TASK
The entire listing that follows must be repeated exactly, pictures excluded.

RECORDS FOR PROCESSING

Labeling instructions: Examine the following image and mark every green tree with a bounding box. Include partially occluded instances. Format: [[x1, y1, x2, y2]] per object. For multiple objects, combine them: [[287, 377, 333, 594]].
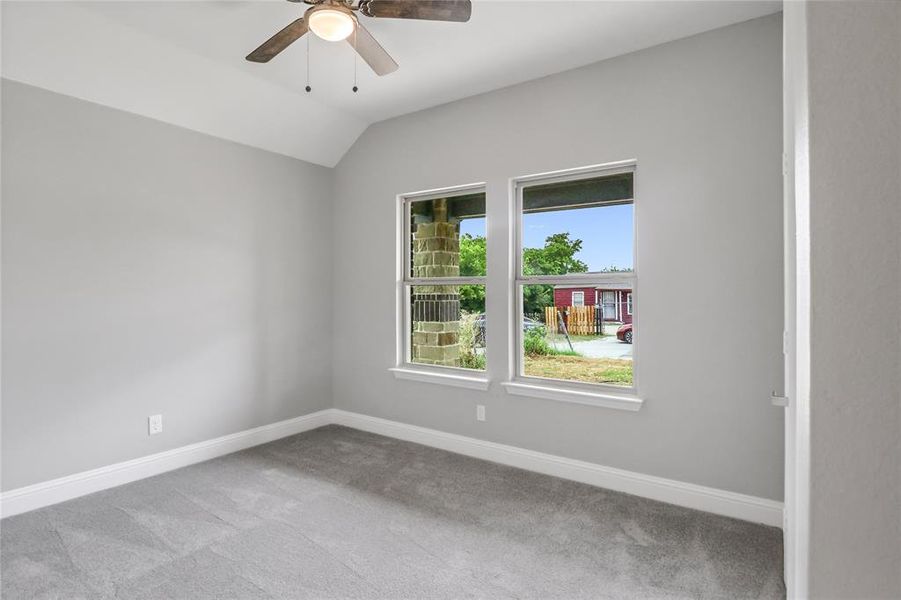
[[522, 284, 554, 316], [600, 265, 632, 272], [459, 233, 486, 277], [522, 233, 587, 314], [459, 284, 485, 314], [457, 232, 589, 315], [459, 234, 486, 313], [522, 233, 588, 276]]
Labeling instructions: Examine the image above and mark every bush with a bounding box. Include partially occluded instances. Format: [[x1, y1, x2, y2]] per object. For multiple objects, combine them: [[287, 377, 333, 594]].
[[523, 327, 552, 356], [459, 312, 486, 370], [524, 326, 582, 357], [460, 352, 486, 370]]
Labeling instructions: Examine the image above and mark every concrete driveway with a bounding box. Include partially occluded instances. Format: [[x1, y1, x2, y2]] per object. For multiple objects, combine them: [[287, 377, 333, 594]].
[[549, 335, 633, 359]]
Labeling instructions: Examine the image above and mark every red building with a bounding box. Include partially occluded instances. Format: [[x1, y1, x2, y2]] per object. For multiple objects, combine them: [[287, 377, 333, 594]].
[[553, 283, 633, 324]]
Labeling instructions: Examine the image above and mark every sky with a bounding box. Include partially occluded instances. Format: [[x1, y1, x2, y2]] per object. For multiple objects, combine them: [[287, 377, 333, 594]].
[[459, 204, 634, 272]]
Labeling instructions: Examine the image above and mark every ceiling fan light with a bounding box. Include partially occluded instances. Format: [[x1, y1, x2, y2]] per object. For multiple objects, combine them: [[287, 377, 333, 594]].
[[308, 8, 355, 42]]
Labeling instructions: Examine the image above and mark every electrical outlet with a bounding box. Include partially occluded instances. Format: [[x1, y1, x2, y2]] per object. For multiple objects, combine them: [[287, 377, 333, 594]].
[[148, 414, 163, 436], [476, 405, 486, 422]]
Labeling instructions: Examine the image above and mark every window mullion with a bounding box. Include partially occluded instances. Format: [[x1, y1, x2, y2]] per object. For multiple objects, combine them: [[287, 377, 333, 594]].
[[518, 275, 634, 286], [405, 277, 486, 286]]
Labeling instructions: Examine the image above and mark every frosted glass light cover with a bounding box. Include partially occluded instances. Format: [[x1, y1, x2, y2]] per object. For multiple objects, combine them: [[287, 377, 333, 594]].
[[308, 9, 354, 42]]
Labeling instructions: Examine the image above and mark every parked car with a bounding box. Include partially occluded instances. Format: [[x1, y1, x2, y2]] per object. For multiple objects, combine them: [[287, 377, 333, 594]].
[[473, 314, 542, 345], [616, 323, 633, 344]]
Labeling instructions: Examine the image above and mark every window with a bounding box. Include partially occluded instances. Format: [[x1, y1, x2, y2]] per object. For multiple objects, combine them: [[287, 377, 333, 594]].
[[398, 186, 487, 376], [602, 290, 617, 319], [514, 164, 636, 391], [392, 164, 639, 406]]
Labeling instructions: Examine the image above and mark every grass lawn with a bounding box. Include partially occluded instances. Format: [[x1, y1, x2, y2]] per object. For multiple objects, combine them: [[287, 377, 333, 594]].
[[548, 334, 613, 343], [524, 354, 633, 386]]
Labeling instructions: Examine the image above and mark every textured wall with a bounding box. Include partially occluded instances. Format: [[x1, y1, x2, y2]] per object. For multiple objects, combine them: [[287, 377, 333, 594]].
[[1, 80, 334, 490], [806, 2, 901, 597], [332, 15, 785, 500]]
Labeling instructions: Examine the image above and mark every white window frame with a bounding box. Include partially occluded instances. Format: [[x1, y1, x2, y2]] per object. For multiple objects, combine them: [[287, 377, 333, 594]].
[[503, 161, 641, 409], [571, 291, 585, 307], [390, 182, 489, 390], [626, 292, 633, 316]]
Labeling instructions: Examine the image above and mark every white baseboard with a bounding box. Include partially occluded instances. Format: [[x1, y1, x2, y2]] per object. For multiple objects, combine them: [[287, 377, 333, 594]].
[[331, 410, 784, 528], [2, 408, 783, 528], [0, 409, 333, 519]]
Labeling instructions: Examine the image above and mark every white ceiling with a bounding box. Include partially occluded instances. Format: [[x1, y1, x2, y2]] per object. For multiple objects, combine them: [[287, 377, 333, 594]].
[[2, 0, 781, 167]]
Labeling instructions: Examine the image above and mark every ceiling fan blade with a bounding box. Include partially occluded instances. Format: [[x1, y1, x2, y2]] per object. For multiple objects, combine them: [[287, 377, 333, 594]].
[[362, 0, 472, 22], [349, 22, 399, 76], [246, 18, 308, 63]]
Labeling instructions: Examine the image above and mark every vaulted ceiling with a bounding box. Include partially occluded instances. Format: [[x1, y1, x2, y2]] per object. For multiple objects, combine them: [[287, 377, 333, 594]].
[[1, 1, 781, 167]]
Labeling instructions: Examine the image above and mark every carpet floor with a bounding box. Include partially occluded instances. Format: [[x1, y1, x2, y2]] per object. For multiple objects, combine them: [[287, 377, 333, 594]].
[[1, 425, 785, 599]]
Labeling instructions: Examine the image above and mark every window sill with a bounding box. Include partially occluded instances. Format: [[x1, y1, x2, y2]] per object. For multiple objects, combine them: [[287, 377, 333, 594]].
[[389, 367, 490, 391], [501, 381, 643, 411]]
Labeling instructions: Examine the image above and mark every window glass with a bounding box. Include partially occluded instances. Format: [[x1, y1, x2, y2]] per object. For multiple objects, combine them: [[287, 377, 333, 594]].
[[409, 284, 486, 371], [405, 189, 487, 373], [522, 174, 633, 276], [521, 286, 633, 386], [517, 169, 635, 389]]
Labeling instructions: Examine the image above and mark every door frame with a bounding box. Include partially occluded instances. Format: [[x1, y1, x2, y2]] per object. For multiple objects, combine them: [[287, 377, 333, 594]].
[[783, 3, 811, 598]]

COMPLETED EXERCISE
Labeling instructions: Examine the following image and mark every green tree with a bounding box. Include partially occluded instances. Format: [[x1, y1, x2, y2]] per object. For multiple objects, combine them: [[287, 377, 333, 594]].
[[522, 284, 554, 316], [600, 265, 632, 272], [459, 233, 486, 277], [522, 233, 587, 314], [459, 284, 485, 314], [457, 232, 589, 315], [459, 234, 486, 313], [522, 233, 588, 276]]
Labeling instructions: Examine the image above and mark every bush with a bounding box. Include partially occluded instances. Format: [[x1, y1, x2, y2]] per object. For multiple objects, combine them: [[287, 377, 333, 594]].
[[523, 327, 552, 356], [459, 312, 486, 370], [524, 326, 582, 357], [460, 352, 486, 370]]
Labeling instructions: Examine the image above and mark every concrete driveway with a bounding box. Include partially occluded instances. Format: [[x1, y1, x2, y2]] per object. For multiple objects, combine them: [[287, 377, 333, 594]].
[[549, 335, 633, 359]]
Labeling instructions: Examine the image above and mark every red building with a bounding box. Include partially occluded instances. Format: [[x1, y1, x2, y2]] per object. For multiple objects, combine them: [[287, 377, 333, 594]].
[[553, 283, 633, 324]]
Labeling instructions: Examine the image above and mark every sky with a bounding box. Include partially occluded instances. Format: [[x1, y1, x2, y2]] per object. For multiple objects, combine them: [[287, 377, 333, 594]].
[[459, 204, 634, 272]]
Labeling instructions: Examine the image above and mark every ceiling fan light with a bounding box. Include partially occluded instances. Format: [[x1, y1, x2, y2]] per object. For multiple objects, combine them: [[287, 377, 333, 594]].
[[308, 8, 355, 42]]
Labeling instructions: Examine the image above and mark every electrical outlet with a bounding box. Include partially occluded instances. Format: [[x1, y1, x2, y2]] per object. For multiple objects, combine them: [[287, 377, 333, 594]].
[[148, 414, 163, 436], [476, 405, 486, 422]]
Labeling instructions: Examine the image above and mark every window mullion with a bounding box. Include partially occluded instances. Format: [[x1, y1, x2, y2]] per object. For multiple objects, combine them: [[287, 377, 333, 594]].
[[518, 275, 634, 286], [405, 277, 486, 286]]
Labeling instructions: Examine the image above and mark every frosted glass light cover with a bounding box. Include partially occluded instances. Format: [[x1, y1, x2, y2]] per object. For multiple objects, combine them: [[287, 377, 333, 594]].
[[308, 9, 354, 42]]
Labeling instructions: Examine the image above and mark every parked car with a bounding box. Include partially occluded instances. Format: [[x1, y1, x2, y2]] per object. For multiple objects, combine them: [[287, 377, 333, 594]].
[[473, 314, 542, 345], [616, 323, 633, 344]]
Labeling instructions: Examine the image above and mark every window with a bounding box. Include partially occluded instances. Format: [[x1, y1, x2, y2]] per object. For multiple objects, combine them: [[287, 377, 333, 594]].
[[398, 186, 487, 376], [602, 290, 617, 319], [514, 164, 636, 391], [392, 164, 639, 406]]
Labeling instructions: Examine the image above and mark every grass lawn with a bounding box. Include partially occluded instances. Format: [[x1, y1, x2, y2]] per object. For multiple objects, combine them: [[287, 377, 333, 594]].
[[548, 334, 613, 343], [524, 354, 633, 386]]
Labeling instructions: Examine the image above and mark every textured wall with a bounding box. Include partially occluded instances. Format: [[x1, y1, x2, y2]] per object. For multiple objects, combine them: [[287, 377, 333, 594]].
[[1, 80, 334, 490], [806, 2, 901, 597], [332, 15, 785, 500]]
Labeling instructions: Examine the image above and mark every white window frame with a bounding box. Include partially occluded instances. Format: [[x1, y1, x2, y2]] per object. For multiple objects, combine them: [[287, 377, 333, 594]].
[[503, 161, 641, 409], [571, 291, 585, 307], [390, 182, 489, 390], [626, 292, 633, 316]]
Labeling instructions: Examine the image above and mark every white baseboard with a bounding box. Include partially occluded instances. Format: [[x1, y1, x2, y2]] per object. For multiple objects, combine them: [[287, 377, 333, 594]].
[[331, 410, 784, 528], [2, 408, 783, 528], [0, 409, 333, 519]]
Labeling instructions: Examine the image above and mark every white ceiling with a bounding box. Include partially occluded instances. Format: [[x1, y1, x2, y2]] per object. For multiple objects, combine them: [[287, 377, 333, 594]].
[[2, 0, 781, 167]]
Labeling instructions: Examine the image above and mark every ceiling fan blade with a bounding box. Include partially occluded instances. Format: [[x1, y1, x2, y2]] per object. For multiple objects, combine them: [[287, 377, 333, 594]].
[[362, 0, 472, 22], [349, 22, 399, 76], [246, 18, 308, 63]]
Labeling instructions: Examine the image above and mark every vaulted ceiling with a bounding box. Include partially occluded instances. Format: [[x1, y1, x2, y2]] per object. For multiple objects, combine them: [[287, 377, 333, 594]].
[[1, 1, 781, 167]]
Labeling instructions: Examine the image above and mark every carpet floor with a bounding box. Include partially occluded instances. Format: [[x1, y1, x2, y2]] per object. For multiple objects, combine them: [[287, 377, 333, 594]].
[[1, 425, 785, 599]]
Labeling instructions: Examine the image above and mark every window sill with a bounding box. Include partially occluded instances. Format: [[x1, y1, x2, y2]] per object. For multiple objects, combine them: [[287, 377, 333, 594]].
[[389, 367, 490, 391], [501, 381, 643, 411]]
Labeling instructions: Examine the image above and mark every window glass with a bounding box. Include partially occluded instances. Format: [[x1, y1, x2, y2]] per object. For multiple objects, combine them: [[287, 377, 333, 594]].
[[409, 284, 486, 371], [405, 189, 487, 373], [522, 174, 633, 276], [521, 286, 633, 386], [517, 169, 635, 389]]
Labeling instructions: Examine the image above and mark every door frame with a bounding box. Include partially occluded instances. Format: [[x1, y1, x2, y2]] per object. For multiple objects, combine them: [[287, 377, 333, 594]].
[[783, 3, 811, 598]]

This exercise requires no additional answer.